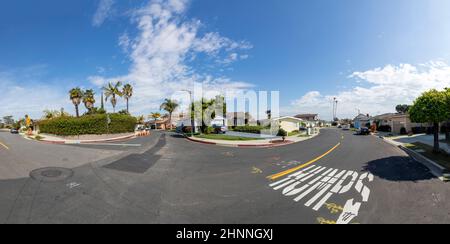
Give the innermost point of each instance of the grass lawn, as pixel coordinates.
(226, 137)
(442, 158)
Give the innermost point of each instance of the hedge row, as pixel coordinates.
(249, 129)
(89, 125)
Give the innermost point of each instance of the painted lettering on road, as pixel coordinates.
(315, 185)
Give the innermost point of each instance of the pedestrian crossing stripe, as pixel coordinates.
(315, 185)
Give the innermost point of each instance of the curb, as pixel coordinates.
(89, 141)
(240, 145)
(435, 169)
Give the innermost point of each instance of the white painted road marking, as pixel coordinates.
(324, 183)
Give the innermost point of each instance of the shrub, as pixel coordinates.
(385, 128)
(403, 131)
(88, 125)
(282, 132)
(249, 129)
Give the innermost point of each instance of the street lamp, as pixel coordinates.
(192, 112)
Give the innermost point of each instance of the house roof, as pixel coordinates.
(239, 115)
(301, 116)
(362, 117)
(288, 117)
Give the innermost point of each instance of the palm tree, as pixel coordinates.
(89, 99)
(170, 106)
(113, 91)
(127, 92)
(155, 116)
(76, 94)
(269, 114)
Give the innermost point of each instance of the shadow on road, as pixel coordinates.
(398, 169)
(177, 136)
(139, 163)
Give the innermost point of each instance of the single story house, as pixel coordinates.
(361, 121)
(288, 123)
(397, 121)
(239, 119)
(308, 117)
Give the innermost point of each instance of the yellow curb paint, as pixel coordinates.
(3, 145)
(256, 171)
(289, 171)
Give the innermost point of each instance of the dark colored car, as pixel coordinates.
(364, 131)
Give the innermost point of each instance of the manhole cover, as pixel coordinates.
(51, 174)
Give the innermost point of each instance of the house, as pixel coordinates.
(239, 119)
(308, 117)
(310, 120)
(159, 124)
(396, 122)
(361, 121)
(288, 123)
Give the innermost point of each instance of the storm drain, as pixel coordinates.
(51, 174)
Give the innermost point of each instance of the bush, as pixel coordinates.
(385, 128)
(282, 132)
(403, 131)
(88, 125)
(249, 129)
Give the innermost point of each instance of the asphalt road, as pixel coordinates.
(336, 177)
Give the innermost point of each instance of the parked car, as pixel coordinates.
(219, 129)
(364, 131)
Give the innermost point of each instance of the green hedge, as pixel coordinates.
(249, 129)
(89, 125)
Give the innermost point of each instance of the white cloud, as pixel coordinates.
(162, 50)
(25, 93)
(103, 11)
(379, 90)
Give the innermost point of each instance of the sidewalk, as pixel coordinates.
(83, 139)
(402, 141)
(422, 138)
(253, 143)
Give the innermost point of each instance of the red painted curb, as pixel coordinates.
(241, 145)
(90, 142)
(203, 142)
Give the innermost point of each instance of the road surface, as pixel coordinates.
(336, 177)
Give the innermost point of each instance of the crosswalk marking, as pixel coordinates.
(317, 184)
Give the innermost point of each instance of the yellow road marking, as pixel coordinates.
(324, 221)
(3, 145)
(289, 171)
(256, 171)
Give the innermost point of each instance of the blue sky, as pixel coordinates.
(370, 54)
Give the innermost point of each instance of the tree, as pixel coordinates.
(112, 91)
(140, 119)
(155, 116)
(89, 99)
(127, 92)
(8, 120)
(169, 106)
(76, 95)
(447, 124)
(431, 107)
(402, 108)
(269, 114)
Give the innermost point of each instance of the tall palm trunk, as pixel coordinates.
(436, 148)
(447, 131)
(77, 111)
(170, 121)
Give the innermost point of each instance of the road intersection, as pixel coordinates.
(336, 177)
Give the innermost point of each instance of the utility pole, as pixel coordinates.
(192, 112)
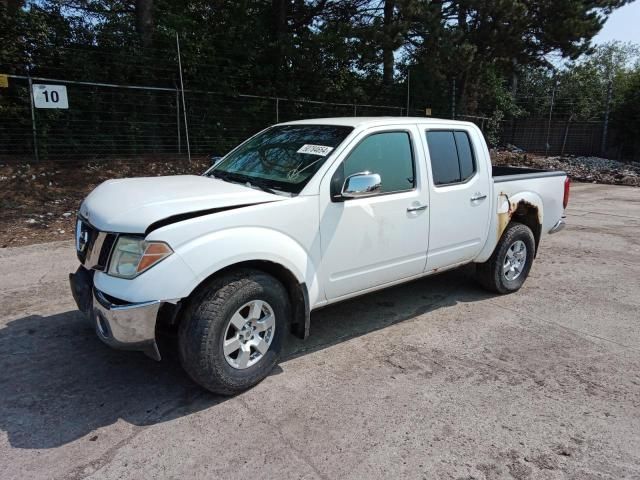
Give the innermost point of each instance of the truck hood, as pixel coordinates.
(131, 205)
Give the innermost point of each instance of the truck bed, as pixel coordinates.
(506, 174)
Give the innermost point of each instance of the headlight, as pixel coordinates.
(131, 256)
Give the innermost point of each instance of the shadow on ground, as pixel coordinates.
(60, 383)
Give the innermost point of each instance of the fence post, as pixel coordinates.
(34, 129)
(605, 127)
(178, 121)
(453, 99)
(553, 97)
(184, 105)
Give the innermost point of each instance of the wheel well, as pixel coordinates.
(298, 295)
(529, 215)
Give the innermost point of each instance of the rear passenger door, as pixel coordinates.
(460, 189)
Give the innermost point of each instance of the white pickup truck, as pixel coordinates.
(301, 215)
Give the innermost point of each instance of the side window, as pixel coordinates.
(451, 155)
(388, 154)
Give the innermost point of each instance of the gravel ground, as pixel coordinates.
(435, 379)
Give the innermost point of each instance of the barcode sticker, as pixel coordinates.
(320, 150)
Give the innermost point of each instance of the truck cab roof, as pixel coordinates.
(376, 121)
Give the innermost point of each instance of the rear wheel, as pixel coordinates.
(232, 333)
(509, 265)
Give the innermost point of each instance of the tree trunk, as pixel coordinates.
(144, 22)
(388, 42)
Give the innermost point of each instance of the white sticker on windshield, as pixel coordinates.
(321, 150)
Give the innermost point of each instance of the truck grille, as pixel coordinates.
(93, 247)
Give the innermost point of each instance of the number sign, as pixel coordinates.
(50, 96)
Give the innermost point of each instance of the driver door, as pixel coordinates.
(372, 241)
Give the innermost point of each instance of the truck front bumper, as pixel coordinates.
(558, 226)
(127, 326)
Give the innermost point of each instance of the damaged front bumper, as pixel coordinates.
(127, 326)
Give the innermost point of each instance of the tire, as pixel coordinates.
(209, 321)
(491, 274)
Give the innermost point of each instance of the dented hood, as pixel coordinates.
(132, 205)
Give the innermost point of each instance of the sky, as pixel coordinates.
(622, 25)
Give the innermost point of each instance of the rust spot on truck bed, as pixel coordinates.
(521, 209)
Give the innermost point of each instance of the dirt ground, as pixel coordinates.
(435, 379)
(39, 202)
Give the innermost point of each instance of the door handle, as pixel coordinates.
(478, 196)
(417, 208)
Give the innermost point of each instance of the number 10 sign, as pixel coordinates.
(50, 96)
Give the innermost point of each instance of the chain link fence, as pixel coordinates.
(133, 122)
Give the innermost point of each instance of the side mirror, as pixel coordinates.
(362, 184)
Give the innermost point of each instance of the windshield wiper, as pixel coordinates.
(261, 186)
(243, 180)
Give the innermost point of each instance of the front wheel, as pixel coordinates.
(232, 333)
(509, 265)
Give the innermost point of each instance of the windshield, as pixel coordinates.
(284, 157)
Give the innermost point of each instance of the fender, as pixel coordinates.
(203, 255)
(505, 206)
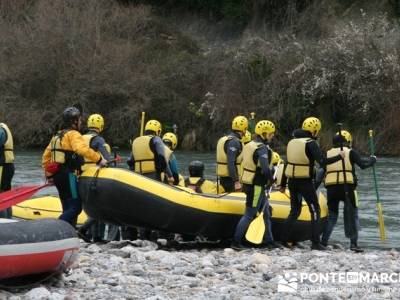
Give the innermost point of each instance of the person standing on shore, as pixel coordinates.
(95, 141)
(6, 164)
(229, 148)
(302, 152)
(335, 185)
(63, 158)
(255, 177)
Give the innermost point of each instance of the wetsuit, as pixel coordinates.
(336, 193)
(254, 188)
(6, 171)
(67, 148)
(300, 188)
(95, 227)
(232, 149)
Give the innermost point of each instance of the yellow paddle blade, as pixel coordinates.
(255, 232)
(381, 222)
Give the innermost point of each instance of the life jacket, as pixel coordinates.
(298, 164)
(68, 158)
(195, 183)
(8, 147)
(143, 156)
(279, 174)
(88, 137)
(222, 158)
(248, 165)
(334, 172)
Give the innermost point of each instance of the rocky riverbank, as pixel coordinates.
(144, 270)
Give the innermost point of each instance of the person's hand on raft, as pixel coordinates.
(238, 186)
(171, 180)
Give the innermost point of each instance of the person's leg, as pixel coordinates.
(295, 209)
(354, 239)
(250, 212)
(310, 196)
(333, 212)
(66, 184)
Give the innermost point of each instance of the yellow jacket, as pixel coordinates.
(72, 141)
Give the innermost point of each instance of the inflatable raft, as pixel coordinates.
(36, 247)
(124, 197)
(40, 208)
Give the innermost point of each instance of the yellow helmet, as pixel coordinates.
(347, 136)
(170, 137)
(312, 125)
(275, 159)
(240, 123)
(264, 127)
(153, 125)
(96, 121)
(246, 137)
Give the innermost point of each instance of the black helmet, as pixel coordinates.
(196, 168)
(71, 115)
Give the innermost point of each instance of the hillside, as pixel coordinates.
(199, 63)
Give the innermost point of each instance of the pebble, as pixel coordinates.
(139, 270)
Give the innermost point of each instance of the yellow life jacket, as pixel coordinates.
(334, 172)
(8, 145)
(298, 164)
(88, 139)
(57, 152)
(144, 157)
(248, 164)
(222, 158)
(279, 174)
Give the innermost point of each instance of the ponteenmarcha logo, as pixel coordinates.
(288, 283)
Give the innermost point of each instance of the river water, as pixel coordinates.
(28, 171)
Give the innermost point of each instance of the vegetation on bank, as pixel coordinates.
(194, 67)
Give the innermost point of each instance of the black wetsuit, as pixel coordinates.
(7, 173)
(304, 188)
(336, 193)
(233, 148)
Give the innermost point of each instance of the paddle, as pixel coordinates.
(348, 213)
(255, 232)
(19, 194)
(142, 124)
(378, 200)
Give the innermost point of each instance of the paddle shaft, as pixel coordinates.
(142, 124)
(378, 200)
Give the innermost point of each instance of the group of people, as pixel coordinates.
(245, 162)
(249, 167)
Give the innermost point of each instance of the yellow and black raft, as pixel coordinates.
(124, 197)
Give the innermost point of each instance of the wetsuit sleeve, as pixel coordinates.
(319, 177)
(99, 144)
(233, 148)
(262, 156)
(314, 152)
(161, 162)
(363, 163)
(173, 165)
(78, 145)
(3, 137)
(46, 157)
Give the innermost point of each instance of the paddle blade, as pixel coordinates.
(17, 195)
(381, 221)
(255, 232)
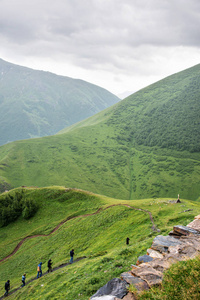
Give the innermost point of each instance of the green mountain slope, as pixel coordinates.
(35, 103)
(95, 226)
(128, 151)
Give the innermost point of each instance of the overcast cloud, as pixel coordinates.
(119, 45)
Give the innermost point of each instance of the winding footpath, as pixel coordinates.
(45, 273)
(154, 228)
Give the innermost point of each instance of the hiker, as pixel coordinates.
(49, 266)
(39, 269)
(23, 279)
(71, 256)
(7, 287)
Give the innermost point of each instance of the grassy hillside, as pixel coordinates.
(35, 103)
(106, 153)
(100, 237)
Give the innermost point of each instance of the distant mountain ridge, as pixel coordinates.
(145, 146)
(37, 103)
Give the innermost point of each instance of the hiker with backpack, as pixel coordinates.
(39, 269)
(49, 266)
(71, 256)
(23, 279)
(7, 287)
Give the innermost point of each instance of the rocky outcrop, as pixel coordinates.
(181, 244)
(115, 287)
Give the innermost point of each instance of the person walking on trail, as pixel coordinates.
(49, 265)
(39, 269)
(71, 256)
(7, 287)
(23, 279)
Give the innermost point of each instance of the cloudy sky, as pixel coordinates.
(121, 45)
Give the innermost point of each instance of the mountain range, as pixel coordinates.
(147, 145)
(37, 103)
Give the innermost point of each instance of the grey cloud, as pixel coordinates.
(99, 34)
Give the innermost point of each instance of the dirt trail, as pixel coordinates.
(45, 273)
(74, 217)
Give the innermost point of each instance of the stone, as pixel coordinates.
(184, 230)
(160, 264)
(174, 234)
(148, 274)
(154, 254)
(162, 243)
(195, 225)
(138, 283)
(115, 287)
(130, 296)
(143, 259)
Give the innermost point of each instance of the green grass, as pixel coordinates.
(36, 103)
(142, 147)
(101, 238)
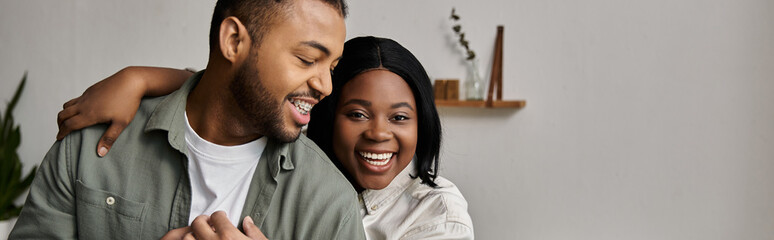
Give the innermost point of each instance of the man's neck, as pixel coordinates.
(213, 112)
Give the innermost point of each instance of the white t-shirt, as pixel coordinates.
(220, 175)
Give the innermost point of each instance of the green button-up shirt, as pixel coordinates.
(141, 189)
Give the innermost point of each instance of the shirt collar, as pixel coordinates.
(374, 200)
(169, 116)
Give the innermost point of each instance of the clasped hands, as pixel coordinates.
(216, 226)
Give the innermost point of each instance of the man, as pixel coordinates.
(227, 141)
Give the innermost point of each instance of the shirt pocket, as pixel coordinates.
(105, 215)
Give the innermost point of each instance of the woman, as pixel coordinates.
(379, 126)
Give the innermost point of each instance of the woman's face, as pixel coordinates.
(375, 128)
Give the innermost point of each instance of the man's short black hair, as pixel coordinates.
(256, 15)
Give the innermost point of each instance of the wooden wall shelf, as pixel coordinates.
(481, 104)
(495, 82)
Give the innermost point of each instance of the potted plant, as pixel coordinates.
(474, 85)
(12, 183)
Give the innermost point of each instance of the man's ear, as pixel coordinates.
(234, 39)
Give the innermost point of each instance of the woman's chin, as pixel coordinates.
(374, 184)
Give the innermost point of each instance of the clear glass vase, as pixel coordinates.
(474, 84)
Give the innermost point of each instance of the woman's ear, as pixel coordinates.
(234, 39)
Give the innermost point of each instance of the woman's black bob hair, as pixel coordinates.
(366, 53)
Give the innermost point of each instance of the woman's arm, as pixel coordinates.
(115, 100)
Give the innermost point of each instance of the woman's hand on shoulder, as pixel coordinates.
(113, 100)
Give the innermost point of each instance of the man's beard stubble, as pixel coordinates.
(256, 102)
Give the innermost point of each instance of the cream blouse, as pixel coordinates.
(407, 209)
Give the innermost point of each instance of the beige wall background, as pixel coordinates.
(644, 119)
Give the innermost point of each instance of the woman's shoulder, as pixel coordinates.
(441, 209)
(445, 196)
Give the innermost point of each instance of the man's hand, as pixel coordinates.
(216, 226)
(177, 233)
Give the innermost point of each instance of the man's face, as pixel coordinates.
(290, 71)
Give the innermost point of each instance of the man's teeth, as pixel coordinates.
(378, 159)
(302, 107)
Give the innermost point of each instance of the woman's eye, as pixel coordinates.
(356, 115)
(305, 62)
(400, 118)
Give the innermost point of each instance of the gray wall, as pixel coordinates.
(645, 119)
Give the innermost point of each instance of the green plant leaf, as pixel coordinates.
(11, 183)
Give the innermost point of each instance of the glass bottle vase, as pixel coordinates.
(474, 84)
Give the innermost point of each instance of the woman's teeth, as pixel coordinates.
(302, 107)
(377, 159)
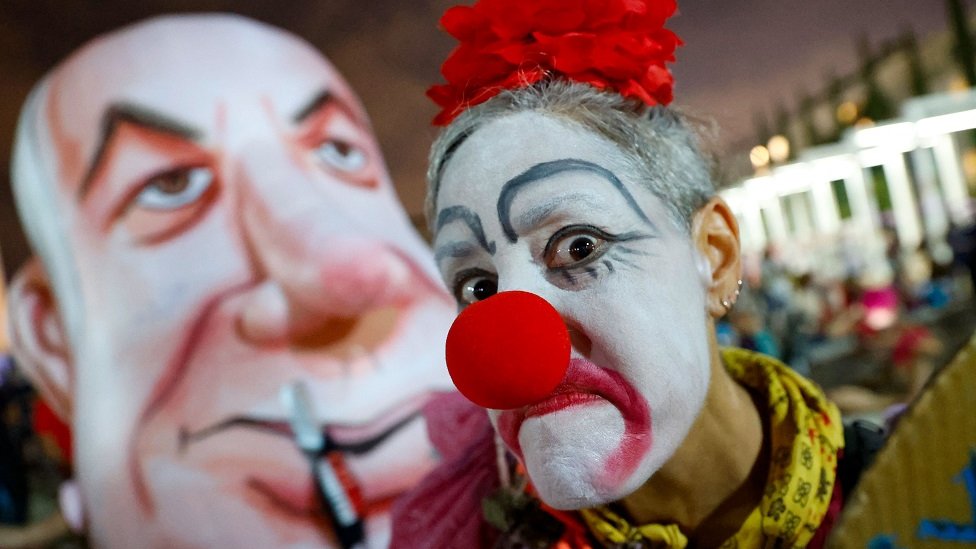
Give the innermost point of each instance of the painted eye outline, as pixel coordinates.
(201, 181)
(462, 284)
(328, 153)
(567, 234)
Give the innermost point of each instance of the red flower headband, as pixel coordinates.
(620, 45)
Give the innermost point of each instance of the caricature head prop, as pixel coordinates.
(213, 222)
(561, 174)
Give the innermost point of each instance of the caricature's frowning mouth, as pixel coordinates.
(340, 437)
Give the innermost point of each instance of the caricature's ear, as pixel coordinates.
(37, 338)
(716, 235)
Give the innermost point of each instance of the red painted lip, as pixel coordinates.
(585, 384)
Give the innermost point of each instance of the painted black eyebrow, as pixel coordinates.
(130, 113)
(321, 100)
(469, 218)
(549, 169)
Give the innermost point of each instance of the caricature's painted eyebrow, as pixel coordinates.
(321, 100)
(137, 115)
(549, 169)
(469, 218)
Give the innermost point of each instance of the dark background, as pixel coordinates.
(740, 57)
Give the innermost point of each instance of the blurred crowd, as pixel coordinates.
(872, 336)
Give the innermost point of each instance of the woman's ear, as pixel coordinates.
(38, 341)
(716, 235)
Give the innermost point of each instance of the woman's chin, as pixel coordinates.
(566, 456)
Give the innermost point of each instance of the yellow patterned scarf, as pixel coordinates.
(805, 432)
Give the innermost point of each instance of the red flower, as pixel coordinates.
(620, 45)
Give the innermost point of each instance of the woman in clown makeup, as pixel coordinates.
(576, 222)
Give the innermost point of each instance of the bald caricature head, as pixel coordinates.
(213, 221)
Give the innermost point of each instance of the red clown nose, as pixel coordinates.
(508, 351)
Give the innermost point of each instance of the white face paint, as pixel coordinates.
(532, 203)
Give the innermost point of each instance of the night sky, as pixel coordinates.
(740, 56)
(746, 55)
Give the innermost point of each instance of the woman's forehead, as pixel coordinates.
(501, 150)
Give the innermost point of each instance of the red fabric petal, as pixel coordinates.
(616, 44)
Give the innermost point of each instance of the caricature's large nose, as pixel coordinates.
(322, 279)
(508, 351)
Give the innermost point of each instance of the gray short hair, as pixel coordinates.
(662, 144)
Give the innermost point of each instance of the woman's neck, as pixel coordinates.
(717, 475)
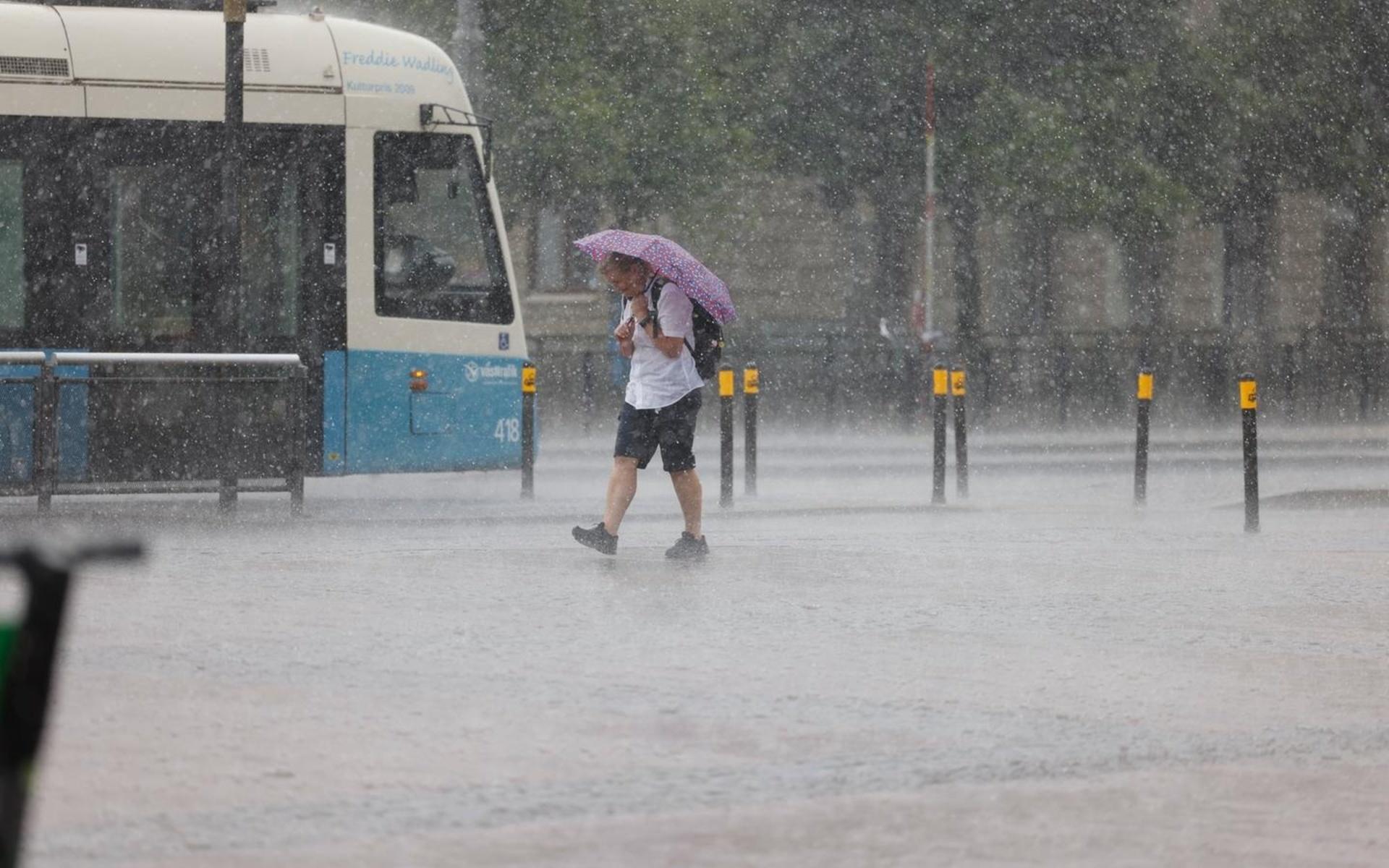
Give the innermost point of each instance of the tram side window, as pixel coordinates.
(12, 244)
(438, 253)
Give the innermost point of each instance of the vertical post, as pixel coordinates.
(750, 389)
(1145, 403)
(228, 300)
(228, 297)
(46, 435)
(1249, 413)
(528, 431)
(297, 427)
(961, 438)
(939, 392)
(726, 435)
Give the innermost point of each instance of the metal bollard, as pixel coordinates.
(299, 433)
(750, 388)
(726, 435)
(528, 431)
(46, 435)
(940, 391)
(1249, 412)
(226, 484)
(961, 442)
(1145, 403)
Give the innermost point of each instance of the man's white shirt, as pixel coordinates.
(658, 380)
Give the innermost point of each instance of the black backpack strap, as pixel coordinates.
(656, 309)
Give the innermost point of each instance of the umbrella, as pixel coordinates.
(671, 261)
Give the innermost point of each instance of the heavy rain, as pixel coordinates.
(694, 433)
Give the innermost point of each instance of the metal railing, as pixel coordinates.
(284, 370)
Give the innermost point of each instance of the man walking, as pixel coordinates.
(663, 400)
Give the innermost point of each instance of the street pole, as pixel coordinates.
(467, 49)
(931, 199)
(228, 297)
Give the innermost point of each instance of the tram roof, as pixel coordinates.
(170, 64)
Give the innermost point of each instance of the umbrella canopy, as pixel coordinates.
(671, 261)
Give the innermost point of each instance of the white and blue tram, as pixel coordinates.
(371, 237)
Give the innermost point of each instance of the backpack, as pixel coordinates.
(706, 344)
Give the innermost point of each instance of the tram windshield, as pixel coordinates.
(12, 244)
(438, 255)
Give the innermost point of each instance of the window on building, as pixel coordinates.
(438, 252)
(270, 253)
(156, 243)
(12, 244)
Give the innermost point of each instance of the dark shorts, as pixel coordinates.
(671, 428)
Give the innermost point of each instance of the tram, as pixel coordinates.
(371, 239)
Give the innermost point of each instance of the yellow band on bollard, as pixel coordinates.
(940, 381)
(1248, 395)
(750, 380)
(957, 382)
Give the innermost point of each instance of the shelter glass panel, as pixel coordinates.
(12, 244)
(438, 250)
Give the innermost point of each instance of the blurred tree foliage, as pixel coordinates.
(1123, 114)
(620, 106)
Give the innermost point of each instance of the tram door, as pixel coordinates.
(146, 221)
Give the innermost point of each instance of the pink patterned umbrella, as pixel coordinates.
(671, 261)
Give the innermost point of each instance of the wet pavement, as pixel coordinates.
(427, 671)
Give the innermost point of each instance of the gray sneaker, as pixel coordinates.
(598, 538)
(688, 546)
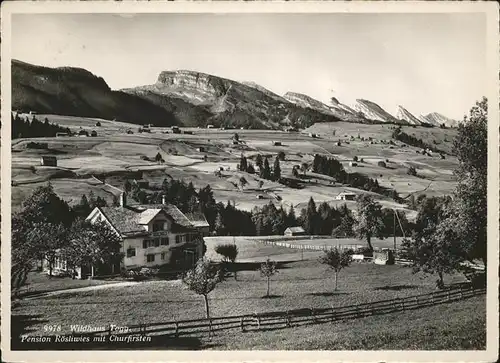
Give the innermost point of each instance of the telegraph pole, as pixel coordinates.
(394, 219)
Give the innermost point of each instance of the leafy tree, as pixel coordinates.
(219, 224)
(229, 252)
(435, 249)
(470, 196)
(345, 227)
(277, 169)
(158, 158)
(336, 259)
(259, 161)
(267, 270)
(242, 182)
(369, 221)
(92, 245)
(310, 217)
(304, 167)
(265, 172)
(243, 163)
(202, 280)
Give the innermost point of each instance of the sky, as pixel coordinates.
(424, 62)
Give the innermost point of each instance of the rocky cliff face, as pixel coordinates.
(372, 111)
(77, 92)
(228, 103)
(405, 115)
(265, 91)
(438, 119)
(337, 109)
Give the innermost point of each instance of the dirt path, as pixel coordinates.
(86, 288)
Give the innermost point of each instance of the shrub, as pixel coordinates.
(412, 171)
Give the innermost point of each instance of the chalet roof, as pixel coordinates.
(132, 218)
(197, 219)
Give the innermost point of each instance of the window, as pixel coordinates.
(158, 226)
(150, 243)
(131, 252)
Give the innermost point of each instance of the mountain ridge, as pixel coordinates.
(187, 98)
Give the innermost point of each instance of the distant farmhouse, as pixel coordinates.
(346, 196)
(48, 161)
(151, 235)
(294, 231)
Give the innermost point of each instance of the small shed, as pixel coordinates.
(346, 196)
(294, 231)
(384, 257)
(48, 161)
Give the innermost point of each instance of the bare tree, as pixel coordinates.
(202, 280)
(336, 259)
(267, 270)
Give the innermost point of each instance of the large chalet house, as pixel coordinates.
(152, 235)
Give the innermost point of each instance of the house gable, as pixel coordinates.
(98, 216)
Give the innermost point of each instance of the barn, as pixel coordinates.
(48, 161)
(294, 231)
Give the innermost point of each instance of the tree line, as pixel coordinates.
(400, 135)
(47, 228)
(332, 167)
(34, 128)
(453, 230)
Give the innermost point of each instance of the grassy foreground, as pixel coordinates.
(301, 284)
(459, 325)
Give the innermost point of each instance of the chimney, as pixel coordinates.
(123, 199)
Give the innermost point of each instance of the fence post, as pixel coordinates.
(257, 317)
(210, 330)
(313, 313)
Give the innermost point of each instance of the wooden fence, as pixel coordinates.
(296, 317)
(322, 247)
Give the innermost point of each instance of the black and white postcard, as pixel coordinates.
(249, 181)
=====
- _What the task requires_
Only the lines from the one containing "gable, as pixel coordinates." to the end of the data should be printed, exactly as they stand.

- _Solution for this task_
Give the innermost point of each instance of the house gable, as pixel coordinates.
(98, 216)
Give the innermost point of each instance of the barn, as pixel coordinates.
(48, 161)
(294, 231)
Give the innermost point of each instance of the tree line, as pixel coordinates.
(400, 135)
(47, 228)
(332, 167)
(34, 128)
(453, 230)
Give the innermost point of each instance of the grassy foreground, as pixel coordinates.
(301, 284)
(459, 325)
Give the innermost point of each instance of the chimney, as pixel coordinates.
(123, 199)
Give the innermost point of each instance of the fence post, as pixel coordinates.
(257, 317)
(210, 330)
(313, 313)
Give the innermost point of each instance of the wooden fence, as pixel coordinates.
(296, 317)
(322, 247)
Give the innermost point of each instance of the black and white postcard, as pixel coordinates.
(249, 181)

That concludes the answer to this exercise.